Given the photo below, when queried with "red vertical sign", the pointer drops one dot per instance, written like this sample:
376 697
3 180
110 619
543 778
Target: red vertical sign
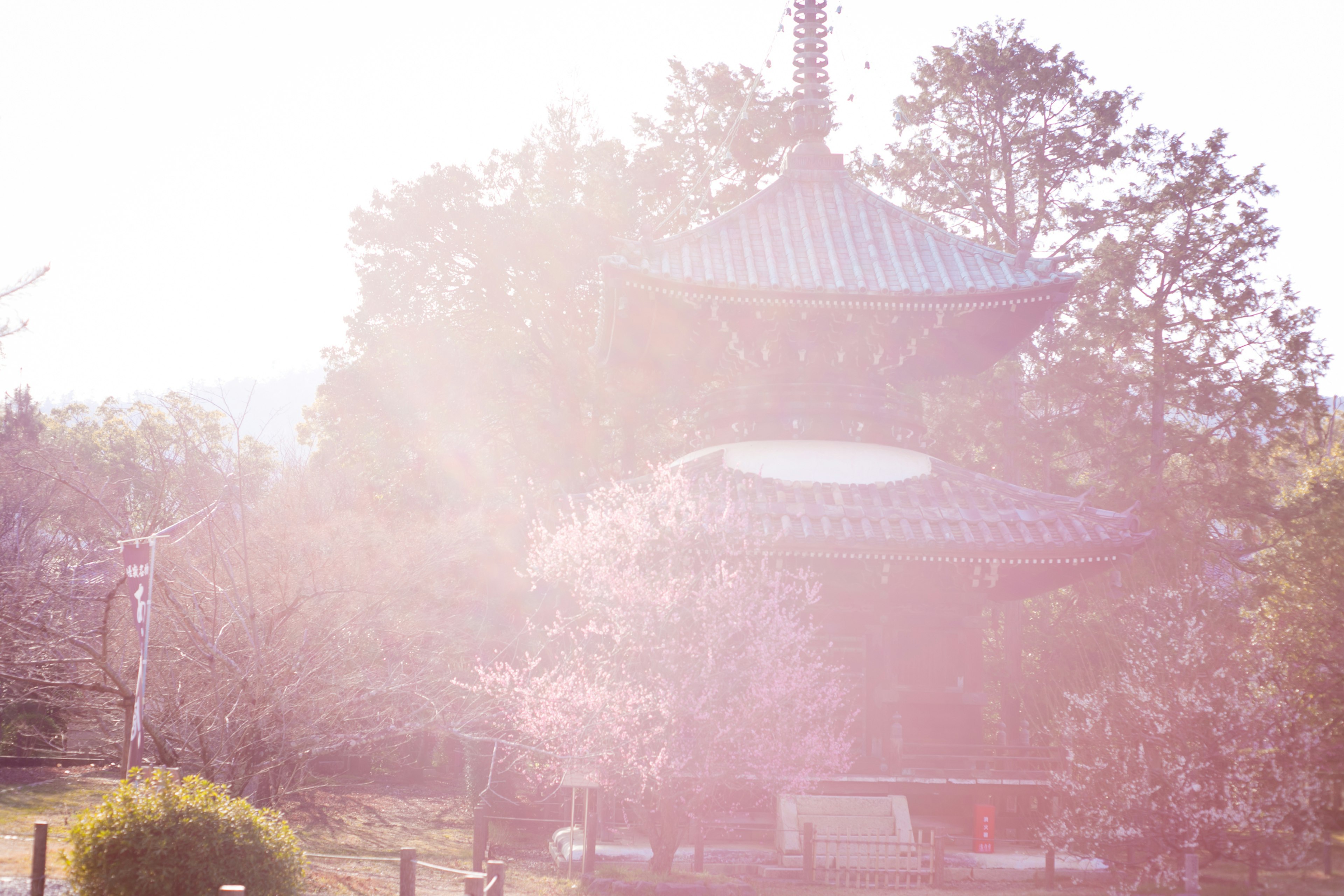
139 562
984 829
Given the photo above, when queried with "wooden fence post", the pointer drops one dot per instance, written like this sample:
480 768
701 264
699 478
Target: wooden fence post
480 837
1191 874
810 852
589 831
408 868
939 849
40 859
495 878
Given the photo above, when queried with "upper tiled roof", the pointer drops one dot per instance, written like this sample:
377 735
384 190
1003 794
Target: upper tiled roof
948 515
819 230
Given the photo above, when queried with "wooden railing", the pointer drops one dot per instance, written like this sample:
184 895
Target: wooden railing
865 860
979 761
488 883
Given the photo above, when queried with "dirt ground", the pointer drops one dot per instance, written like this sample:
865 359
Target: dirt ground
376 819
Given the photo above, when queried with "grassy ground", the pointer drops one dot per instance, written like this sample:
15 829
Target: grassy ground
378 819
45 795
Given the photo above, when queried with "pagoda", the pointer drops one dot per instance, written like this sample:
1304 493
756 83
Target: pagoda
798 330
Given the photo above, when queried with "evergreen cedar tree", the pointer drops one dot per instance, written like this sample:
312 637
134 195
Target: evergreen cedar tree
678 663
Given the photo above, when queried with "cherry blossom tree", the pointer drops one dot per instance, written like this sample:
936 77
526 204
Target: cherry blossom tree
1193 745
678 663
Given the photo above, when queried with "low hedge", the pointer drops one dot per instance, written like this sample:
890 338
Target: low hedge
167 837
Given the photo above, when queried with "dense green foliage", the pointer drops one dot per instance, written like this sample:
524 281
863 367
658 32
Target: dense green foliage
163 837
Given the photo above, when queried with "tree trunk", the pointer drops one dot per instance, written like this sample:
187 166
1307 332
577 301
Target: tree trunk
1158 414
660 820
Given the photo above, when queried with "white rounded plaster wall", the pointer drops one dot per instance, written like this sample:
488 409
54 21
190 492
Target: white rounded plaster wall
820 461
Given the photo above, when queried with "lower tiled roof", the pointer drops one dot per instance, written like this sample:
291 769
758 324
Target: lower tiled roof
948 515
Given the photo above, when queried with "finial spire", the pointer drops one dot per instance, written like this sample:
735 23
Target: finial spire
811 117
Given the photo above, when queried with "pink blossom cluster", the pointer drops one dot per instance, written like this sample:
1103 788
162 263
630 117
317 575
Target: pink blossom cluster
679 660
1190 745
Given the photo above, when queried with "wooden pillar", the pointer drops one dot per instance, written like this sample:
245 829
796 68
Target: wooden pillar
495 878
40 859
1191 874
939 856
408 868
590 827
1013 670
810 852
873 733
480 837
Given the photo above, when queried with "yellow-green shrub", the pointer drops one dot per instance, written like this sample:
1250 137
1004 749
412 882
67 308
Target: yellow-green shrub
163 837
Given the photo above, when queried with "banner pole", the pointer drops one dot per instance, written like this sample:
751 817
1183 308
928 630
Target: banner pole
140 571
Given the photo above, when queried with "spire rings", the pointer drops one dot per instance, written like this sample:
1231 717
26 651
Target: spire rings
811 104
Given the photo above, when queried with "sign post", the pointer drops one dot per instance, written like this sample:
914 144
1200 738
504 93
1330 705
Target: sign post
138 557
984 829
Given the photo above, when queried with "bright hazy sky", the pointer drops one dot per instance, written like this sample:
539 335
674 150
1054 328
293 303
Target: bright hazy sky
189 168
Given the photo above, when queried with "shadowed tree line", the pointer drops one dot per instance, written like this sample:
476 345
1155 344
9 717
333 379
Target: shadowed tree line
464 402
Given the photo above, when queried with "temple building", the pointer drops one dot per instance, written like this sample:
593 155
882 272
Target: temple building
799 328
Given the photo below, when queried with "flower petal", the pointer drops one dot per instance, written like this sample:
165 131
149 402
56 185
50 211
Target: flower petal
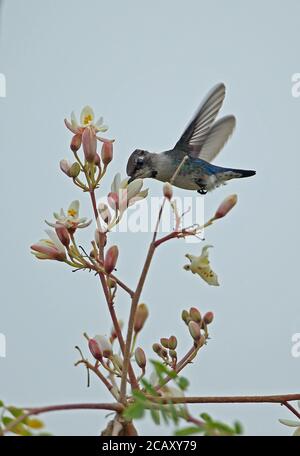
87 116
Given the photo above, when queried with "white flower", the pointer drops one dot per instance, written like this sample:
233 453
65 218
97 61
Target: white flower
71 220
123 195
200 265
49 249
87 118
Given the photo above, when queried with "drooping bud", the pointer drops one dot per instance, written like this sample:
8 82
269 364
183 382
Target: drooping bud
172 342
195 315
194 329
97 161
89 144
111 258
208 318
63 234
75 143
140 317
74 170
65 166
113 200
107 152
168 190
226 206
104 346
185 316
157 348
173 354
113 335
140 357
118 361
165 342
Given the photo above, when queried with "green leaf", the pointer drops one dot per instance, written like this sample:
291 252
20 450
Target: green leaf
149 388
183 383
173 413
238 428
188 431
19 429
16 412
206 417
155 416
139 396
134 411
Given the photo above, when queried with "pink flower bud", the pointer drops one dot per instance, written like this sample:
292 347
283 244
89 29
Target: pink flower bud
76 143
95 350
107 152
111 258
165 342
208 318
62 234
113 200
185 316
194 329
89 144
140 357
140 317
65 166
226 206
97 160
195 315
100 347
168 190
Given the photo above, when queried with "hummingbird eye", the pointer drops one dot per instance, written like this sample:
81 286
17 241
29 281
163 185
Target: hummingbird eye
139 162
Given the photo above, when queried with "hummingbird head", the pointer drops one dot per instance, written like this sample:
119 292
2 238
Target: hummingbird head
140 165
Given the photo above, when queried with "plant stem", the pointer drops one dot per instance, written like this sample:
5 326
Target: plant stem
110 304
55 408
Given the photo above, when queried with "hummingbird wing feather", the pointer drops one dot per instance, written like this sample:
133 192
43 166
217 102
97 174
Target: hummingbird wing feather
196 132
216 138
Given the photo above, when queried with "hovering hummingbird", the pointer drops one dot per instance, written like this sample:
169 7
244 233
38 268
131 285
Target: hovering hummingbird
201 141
────────────────────────────────────────
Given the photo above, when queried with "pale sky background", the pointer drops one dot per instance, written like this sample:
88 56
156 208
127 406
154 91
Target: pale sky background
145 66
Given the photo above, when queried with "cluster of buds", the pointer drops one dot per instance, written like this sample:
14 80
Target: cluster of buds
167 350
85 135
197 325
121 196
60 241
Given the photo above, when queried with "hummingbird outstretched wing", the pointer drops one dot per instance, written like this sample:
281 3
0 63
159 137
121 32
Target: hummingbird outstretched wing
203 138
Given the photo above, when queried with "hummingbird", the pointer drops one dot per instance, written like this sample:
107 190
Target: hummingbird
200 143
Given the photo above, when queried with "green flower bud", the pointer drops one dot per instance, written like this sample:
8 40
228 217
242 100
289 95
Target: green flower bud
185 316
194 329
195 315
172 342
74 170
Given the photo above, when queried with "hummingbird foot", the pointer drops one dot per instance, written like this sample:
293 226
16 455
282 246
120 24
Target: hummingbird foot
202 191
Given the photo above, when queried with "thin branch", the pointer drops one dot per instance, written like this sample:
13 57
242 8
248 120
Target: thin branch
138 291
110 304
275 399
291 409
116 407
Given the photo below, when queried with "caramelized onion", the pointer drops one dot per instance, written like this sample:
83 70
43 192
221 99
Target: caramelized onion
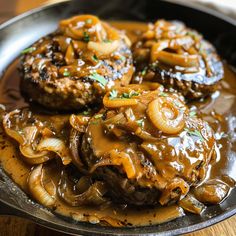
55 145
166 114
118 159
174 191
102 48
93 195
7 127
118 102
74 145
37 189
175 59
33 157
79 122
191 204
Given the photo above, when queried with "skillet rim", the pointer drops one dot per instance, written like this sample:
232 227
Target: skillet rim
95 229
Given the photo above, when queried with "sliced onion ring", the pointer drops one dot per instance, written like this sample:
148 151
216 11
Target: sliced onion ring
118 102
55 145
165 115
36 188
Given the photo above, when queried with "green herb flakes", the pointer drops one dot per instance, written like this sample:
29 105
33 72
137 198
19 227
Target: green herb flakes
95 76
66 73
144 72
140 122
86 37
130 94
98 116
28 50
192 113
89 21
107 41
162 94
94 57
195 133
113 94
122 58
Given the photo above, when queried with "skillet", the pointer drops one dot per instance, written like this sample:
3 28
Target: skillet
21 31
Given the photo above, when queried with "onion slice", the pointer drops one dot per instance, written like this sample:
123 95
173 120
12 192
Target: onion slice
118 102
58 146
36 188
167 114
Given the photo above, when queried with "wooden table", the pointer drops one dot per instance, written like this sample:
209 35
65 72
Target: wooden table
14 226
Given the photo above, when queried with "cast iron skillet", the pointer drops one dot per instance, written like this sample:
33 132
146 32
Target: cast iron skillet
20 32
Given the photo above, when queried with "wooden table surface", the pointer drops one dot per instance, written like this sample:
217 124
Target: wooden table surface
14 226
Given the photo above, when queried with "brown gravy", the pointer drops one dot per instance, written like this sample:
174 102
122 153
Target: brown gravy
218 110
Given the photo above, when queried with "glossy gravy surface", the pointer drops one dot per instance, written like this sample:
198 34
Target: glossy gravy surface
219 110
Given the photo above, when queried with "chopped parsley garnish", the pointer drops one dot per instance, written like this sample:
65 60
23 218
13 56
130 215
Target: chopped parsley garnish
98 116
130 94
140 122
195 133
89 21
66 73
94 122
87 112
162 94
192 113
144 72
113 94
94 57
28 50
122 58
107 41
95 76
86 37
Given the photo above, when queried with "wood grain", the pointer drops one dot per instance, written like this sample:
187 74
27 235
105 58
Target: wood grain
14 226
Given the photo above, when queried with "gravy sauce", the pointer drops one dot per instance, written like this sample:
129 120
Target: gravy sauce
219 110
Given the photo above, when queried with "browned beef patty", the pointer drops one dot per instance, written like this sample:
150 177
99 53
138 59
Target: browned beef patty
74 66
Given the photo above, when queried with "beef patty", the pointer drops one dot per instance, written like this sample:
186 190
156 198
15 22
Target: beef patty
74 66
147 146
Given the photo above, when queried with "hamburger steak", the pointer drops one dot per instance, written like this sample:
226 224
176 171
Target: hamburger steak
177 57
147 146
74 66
────────────────────────────────────────
Set exercise: Show each line of the material above that contains the word "yellow", copying the lines word for word.

Finished task:
Given the photo above, when queried with "yellow-green shrub", the pointer drops one dot per instance, written like this sample:
Target: yellow-green shrub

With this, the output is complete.